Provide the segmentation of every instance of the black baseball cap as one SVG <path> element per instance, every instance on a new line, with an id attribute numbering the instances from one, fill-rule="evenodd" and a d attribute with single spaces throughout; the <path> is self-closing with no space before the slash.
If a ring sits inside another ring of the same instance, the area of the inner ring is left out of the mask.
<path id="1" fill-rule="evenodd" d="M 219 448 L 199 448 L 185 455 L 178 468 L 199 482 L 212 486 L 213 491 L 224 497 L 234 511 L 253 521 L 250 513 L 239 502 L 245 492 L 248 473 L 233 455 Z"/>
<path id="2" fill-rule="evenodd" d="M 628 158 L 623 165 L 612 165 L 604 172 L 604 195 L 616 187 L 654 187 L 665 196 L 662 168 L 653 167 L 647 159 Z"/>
...
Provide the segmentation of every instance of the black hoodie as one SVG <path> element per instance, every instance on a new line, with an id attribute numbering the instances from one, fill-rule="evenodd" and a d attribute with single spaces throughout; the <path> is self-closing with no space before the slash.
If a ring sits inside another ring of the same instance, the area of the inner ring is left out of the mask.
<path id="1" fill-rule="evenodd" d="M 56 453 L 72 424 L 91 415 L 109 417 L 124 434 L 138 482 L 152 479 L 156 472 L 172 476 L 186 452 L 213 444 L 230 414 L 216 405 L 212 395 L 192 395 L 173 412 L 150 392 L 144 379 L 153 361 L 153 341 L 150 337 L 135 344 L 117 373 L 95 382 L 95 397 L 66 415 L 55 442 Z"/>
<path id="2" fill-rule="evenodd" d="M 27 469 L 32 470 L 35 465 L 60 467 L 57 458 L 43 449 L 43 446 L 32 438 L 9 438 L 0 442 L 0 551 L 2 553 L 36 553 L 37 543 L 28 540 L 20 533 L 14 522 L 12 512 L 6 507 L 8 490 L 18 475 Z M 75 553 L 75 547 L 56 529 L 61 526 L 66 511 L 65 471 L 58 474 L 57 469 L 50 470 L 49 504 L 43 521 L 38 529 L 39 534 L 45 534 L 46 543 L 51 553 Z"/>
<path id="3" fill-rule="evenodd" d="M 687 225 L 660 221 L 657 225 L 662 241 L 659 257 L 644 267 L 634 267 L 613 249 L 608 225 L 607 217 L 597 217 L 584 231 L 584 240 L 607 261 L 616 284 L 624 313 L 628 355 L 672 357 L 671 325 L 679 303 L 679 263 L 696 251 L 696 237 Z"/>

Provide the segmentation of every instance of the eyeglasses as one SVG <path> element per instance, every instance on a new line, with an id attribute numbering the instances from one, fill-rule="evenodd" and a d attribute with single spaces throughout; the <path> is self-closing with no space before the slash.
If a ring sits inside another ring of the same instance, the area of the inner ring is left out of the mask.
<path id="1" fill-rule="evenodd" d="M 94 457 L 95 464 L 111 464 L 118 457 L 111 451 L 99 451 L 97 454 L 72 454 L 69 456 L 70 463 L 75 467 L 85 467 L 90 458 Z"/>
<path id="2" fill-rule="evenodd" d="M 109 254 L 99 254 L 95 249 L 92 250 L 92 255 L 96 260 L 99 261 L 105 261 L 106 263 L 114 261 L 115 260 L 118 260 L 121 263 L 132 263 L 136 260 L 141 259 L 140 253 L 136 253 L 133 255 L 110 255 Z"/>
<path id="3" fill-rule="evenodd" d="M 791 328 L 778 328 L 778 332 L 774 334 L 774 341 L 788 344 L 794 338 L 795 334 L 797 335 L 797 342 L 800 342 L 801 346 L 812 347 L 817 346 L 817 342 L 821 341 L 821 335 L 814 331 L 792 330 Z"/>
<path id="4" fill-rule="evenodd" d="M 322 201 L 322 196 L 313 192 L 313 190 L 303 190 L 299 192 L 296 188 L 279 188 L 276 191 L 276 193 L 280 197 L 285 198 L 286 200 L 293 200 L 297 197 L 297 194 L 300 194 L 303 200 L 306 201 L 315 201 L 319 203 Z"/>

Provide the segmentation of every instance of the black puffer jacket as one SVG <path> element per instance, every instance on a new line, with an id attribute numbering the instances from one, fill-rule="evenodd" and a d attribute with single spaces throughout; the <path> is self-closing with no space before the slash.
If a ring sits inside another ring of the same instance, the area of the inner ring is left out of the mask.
...
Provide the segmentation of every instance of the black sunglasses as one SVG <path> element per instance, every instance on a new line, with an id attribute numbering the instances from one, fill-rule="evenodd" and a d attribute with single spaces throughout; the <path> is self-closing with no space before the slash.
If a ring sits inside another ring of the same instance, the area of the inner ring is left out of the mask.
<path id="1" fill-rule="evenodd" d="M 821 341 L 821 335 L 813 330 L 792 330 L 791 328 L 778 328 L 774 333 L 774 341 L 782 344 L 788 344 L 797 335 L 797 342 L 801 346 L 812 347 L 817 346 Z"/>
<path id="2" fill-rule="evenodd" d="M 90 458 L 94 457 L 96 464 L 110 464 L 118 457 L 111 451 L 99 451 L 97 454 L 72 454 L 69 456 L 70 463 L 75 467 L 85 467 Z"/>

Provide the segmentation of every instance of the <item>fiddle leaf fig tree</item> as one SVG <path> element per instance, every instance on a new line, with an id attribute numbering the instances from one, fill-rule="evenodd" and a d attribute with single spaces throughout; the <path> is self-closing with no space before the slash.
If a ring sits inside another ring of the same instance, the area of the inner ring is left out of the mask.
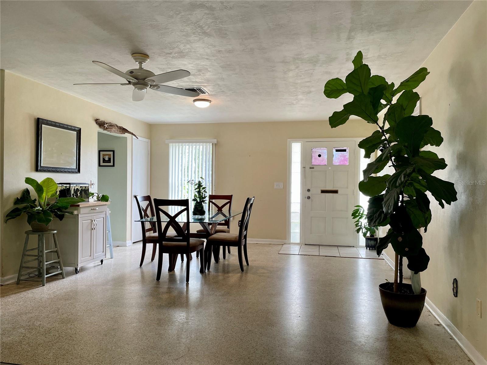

* _Aim_
In the stretch from the line that contains "Provide the segmentation of every instance of the black baseball" through the line that contains "219 448 L 199", substitute "black bucket hat" for "black baseball cap". Reproduce only those lines, with everything else left unchanged.

* _Completed exercise_
Provide the segmentation of every instance of the black bucket hat as one SVG <path> element per instance, every instance on a new line, with an id attribute numbering the instances from one, fill-rule="evenodd" and a d attribute with single spaces throughout; the <path> is self-closing with no space before the slash.
If a ring sits inside another ring of the same instance, the area of the inner ring is left out of the mask.
<path id="1" fill-rule="evenodd" d="M 219 448 L 199 448 L 185 455 L 178 468 L 199 482 L 212 486 L 213 491 L 224 497 L 234 511 L 253 521 L 250 513 L 239 502 L 245 492 L 248 473 L 233 455 Z"/>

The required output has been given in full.